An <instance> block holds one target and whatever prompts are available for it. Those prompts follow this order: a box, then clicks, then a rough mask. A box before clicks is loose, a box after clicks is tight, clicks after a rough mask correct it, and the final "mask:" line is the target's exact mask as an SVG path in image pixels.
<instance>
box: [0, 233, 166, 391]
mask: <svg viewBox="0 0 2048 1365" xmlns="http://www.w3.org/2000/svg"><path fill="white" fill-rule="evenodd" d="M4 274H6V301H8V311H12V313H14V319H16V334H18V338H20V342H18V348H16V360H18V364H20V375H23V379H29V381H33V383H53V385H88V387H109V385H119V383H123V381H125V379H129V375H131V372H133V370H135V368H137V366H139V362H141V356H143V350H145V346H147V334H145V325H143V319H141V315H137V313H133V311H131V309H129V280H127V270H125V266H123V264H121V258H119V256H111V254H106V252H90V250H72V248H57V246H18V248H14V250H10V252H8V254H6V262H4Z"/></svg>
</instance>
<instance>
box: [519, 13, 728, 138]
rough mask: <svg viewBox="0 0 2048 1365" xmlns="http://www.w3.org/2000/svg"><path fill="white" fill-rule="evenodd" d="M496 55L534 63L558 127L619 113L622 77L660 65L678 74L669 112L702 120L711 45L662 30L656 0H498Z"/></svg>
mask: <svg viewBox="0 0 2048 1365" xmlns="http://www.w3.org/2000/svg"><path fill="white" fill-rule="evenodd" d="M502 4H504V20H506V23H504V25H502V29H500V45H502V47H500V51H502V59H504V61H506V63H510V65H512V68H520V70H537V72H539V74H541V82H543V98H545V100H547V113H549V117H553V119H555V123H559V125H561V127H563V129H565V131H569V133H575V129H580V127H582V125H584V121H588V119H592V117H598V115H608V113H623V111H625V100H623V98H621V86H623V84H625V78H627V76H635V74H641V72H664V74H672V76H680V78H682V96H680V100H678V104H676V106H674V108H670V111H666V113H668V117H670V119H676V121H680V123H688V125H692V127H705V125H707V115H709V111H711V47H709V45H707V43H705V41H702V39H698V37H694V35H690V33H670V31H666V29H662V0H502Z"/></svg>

**WHAT IS REQUIRED:** Reproduce the data above verbatim, everything from the line containing "</instance>" down to the end, with both of those lines included.

**SOLVED EXERCISE:**
</instance>
<instance>
box: [519, 13, 728, 138]
rough mask: <svg viewBox="0 0 2048 1365" xmlns="http://www.w3.org/2000/svg"><path fill="white" fill-rule="evenodd" d="M496 55L534 63L558 127L619 113L622 77L660 65L678 74L669 112L702 120L711 45L662 30L656 0H498Z"/></svg>
mask: <svg viewBox="0 0 2048 1365" xmlns="http://www.w3.org/2000/svg"><path fill="white" fill-rule="evenodd" d="M502 4H504V20H506V23H504V25H502V29H500V45H502V47H500V51H502V59H504V61H506V63H510V65H512V68H520V70H537V72H539V74H541V82H543V98H545V100H547V113H549V117H553V119H555V123H559V125H561V127H563V129H565V131H569V133H575V129H580V127H582V125H584V121H588V119H592V117H598V115H608V113H623V111H625V100H623V98H621V86H623V84H625V78H627V76H635V74H641V72H664V74H672V76H680V78H682V96H680V100H678V104H676V106H674V108H670V111H666V113H668V117H670V119H676V121H680V123H688V125H692V127H705V125H707V115H709V111H711V47H709V45H707V43H705V41H702V39H698V37H694V35H690V33H670V31H666V29H662V0H502Z"/></svg>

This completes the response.